Records contained in a dataset:
_ _ _ _

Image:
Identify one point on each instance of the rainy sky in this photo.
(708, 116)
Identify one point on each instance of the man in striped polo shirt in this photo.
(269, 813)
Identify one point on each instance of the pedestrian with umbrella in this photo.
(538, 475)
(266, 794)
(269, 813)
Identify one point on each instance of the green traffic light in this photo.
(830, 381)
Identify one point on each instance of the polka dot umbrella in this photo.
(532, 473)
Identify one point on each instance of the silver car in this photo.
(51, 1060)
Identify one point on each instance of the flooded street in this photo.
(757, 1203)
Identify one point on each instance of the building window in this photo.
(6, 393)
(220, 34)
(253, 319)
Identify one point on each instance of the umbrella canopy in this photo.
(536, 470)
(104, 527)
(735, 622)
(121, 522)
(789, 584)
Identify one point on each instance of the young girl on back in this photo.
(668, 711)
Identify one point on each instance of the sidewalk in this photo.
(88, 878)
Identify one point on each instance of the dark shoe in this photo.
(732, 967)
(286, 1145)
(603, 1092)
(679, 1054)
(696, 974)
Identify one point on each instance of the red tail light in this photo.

_ _ _ _

*Exercise requirements*: In this exercise, the data above is to be printed exactly.

*Your solution*:
Image:
Identify one point on each instance of the rainy sky in this photo.
(708, 116)
Identify one point on each instance of the man in striped polo shirt in this photo.
(269, 813)
Identify one point on each instance of the pedestrian with umbrella in this photo.
(538, 475)
(266, 794)
(269, 813)
Identify one point on each instance of the green traffic light in this photo.
(830, 381)
Identify one point on each instance of the polka dot umbrella in this photo.
(532, 473)
Identify one point on each instance of the silver car in this photo.
(51, 1060)
Identify one point on each instance of the flooded street in this photo.
(757, 1203)
Identify one point on each instance of the building window in this photo.
(6, 393)
(220, 34)
(253, 319)
Identify one point on each instance of the umbrella canopy in this photo.
(536, 470)
(104, 527)
(735, 622)
(121, 522)
(789, 584)
Identify one point on each instance of the young girl on back in this photo.
(668, 711)
Identify one point on each instance of the sidewalk in this photo.
(88, 878)
Identify one point on each instance of the dark shoe in this photo.
(732, 967)
(286, 1145)
(603, 1092)
(679, 1054)
(696, 974)
Identify one point on each instance of the red tail light in this photo.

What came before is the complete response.